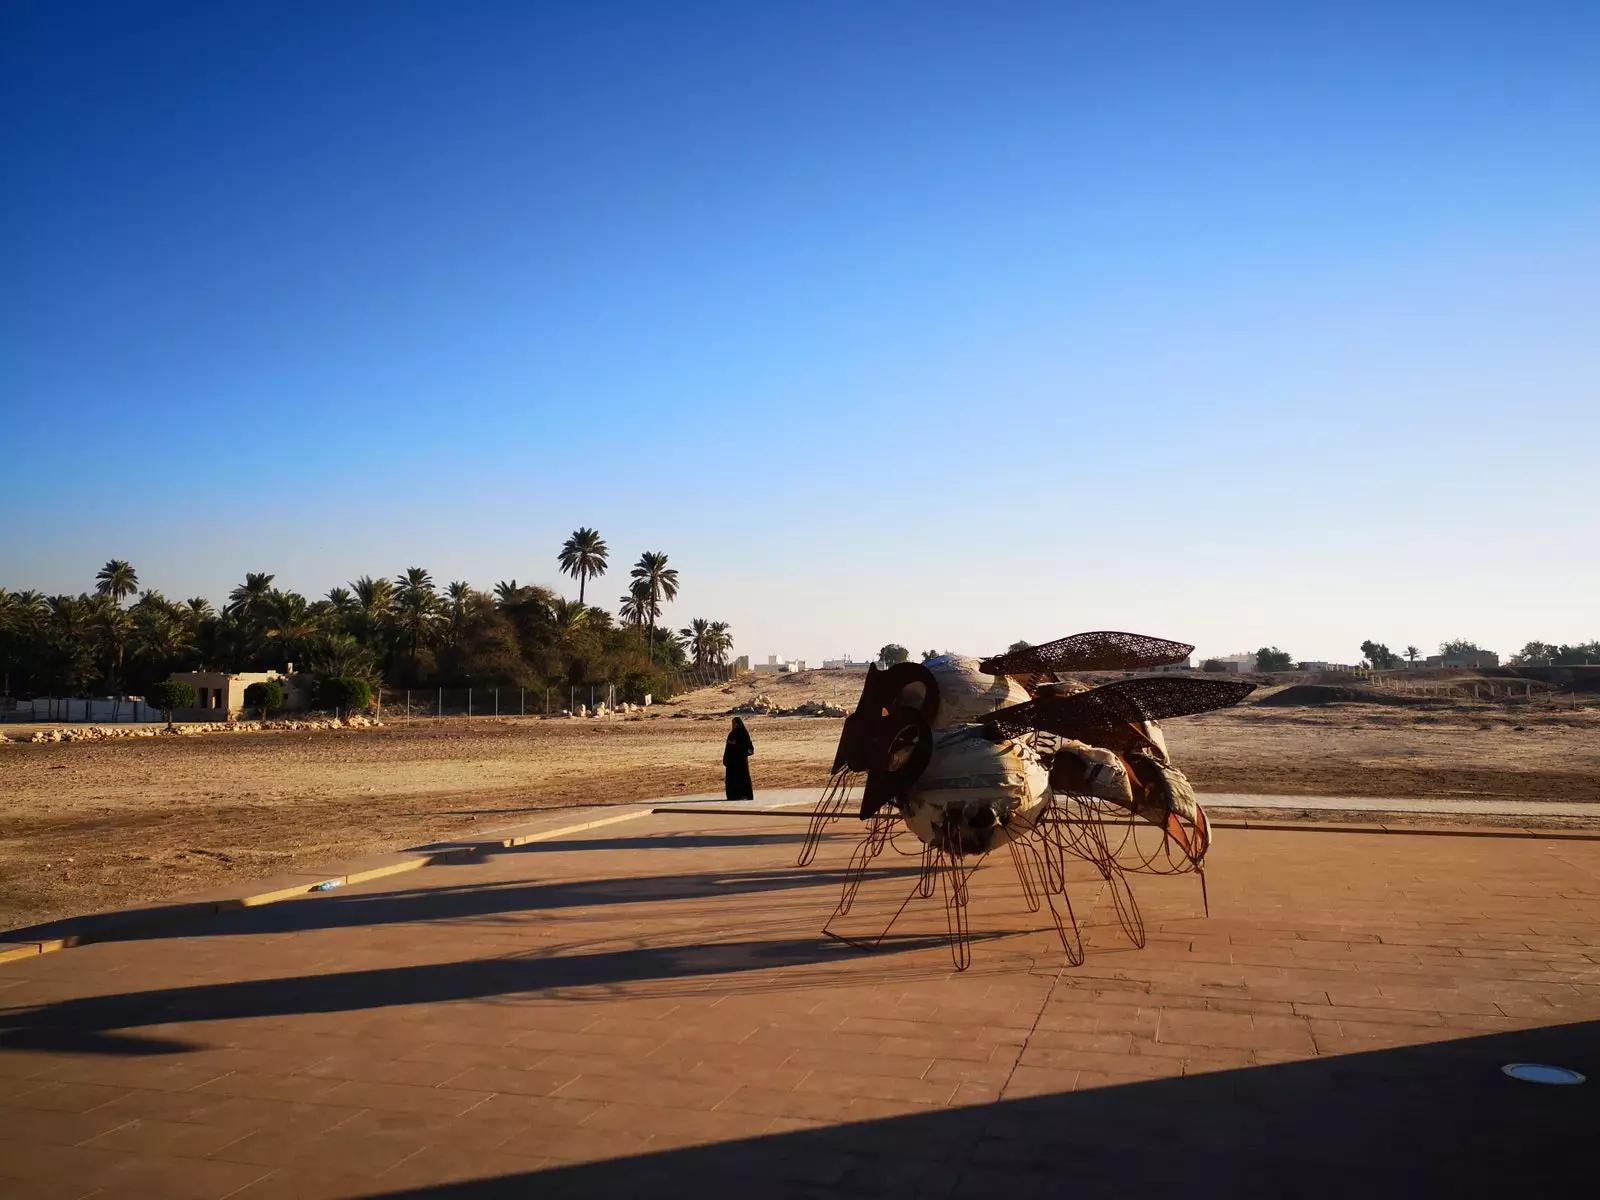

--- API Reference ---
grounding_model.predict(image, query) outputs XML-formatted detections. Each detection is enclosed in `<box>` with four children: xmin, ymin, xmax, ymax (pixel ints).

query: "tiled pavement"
<box><xmin>1</xmin><ymin>808</ymin><xmax>1597</xmax><ymax>1198</ymax></box>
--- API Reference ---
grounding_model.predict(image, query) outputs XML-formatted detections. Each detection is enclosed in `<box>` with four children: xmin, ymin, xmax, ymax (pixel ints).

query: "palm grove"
<box><xmin>0</xmin><ymin>532</ymin><xmax>734</xmax><ymax>705</ymax></box>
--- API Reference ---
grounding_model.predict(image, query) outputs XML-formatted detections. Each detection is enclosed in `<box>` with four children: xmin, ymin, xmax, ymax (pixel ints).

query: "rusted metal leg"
<box><xmin>1008</xmin><ymin>837</ymin><xmax>1041</xmax><ymax>914</ymax></box>
<box><xmin>798</xmin><ymin>771</ymin><xmax>854</xmax><ymax>867</ymax></box>
<box><xmin>1026</xmin><ymin>836</ymin><xmax>1084</xmax><ymax>966</ymax></box>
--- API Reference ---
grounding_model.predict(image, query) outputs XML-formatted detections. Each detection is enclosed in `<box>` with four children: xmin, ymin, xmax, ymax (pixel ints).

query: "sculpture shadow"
<box><xmin>363</xmin><ymin>1019</ymin><xmax>1598</xmax><ymax>1199</ymax></box>
<box><xmin>0</xmin><ymin>932</ymin><xmax>955</xmax><ymax>1057</ymax></box>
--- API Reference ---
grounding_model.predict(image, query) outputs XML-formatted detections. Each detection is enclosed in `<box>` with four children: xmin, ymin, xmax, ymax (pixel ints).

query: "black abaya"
<box><xmin>723</xmin><ymin>718</ymin><xmax>755</xmax><ymax>800</ymax></box>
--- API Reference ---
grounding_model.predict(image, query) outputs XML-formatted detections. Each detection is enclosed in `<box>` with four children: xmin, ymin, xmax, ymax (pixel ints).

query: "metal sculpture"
<box><xmin>799</xmin><ymin>632</ymin><xmax>1255</xmax><ymax>970</ymax></box>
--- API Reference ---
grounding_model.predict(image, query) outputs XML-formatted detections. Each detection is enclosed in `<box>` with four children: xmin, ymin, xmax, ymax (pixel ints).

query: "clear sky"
<box><xmin>4</xmin><ymin>1</ymin><xmax>1597</xmax><ymax>666</ymax></box>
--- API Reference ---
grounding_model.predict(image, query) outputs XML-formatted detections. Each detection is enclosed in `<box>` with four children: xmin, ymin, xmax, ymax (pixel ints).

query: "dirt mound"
<box><xmin>1255</xmin><ymin>684</ymin><xmax>1427</xmax><ymax>707</ymax></box>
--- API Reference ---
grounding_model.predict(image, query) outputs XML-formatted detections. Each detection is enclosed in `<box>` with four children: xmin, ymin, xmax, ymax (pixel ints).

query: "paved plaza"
<box><xmin>1</xmin><ymin>802</ymin><xmax>1597</xmax><ymax>1198</ymax></box>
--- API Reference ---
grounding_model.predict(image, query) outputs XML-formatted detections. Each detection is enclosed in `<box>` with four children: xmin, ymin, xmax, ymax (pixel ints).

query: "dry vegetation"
<box><xmin>3</xmin><ymin>668</ymin><xmax>1597</xmax><ymax>933</ymax></box>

* * *

* **WHAT YOU HAVE TO DO**
The records above are to be quoted exactly, with all pictures left out.

* **THE COMPLETED TASK**
--- API Reference ---
grounding_model.predict(image, query) outputs XML-formatted detections. Each detection is enclosed in `<box>` with four children: xmin, ymin, xmax, ymax (pixel ints).

query: "tiled pavement"
<box><xmin>1</xmin><ymin>808</ymin><xmax>1597</xmax><ymax>1198</ymax></box>
--- API Reference ---
grounding_model.predict(image, query) outputs XML-formatted detections. Each detection is enclosed in `<box>` with four children: xmin, ymin, xmax, ymax (pixel ints).

query: "palm grove"
<box><xmin>0</xmin><ymin>532</ymin><xmax>734</xmax><ymax>705</ymax></box>
--- API Reference ---
grounding_model.predict(image, query) outputs XML-formatted detections. Each detection is enclosed in `<box>` with four children: xmin, ymin, xmax, ymax (pixel ints).

query: "rusted metal leg"
<box><xmin>1008</xmin><ymin>837</ymin><xmax>1041</xmax><ymax>914</ymax></box>
<box><xmin>798</xmin><ymin>771</ymin><xmax>854</xmax><ymax>867</ymax></box>
<box><xmin>1026</xmin><ymin>836</ymin><xmax>1084</xmax><ymax>966</ymax></box>
--- API Reference ---
grounding_model.predict(image, query) outputs XML-formatted detections. Each detection is enclosed in `<box>` with four children: xmin, ymin, xmax, ymax (pixel ints).

query: "sculpture shadow"
<box><xmin>363</xmin><ymin>1019</ymin><xmax>1598</xmax><ymax>1199</ymax></box>
<box><xmin>0</xmin><ymin>932</ymin><xmax>955</xmax><ymax>1057</ymax></box>
--- API Reference ---
grounding_model.predict(image, query) outputs XML-formatted detections. Each detection is enclosed in `<box>` with four children: xmin, ymin, xmax, ymax (pixel ints).

query: "black abaya"
<box><xmin>723</xmin><ymin>718</ymin><xmax>755</xmax><ymax>800</ymax></box>
--- API Reference ---
grounding_model.predict(image, query) outputs XML-formatted detections. Each detection is enclosed in `<box>` with four children: xmin, ymin, xmax, ymax (pixel ints).

query: "metal sculpture"
<box><xmin>799</xmin><ymin>632</ymin><xmax>1255</xmax><ymax>970</ymax></box>
--- API Reference ---
grounding_model.predict(image, query) outputs XML-formatted detections. Each detection is enclosed in `<box>` with four children: xmin, ymin, xmax, ymax (pixel ints).

query: "clear sky"
<box><xmin>4</xmin><ymin>1</ymin><xmax>1597</xmax><ymax>666</ymax></box>
--- API Reference ---
grounding_model.predict(image, query) outputs XML-formatted detections. Each detection is enclosed in `<box>` with four children: xmin, ymin, xmax, ymax (pixel ints).

query: "dirt mound"
<box><xmin>1255</xmin><ymin>684</ymin><xmax>1427</xmax><ymax>707</ymax></box>
--- API Reference ---
grounding_model.predict(image, query) outputs XML-formatted detections. Each detection is enclosed in `<box>` with four children: xmin, ymin, xmax, ymax (pixel ints).

query: "paved plaza"
<box><xmin>1</xmin><ymin>802</ymin><xmax>1597</xmax><ymax>1198</ymax></box>
--- API Reference ---
grounding_model.predict(image, query) outputs XML-formatted detections. Each detection is enclosed in `<box>` with four children: xmin, ymin, xmax, ymax (pixel ints).

query: "dry vegetation"
<box><xmin>3</xmin><ymin>668</ymin><xmax>1597</xmax><ymax>933</ymax></box>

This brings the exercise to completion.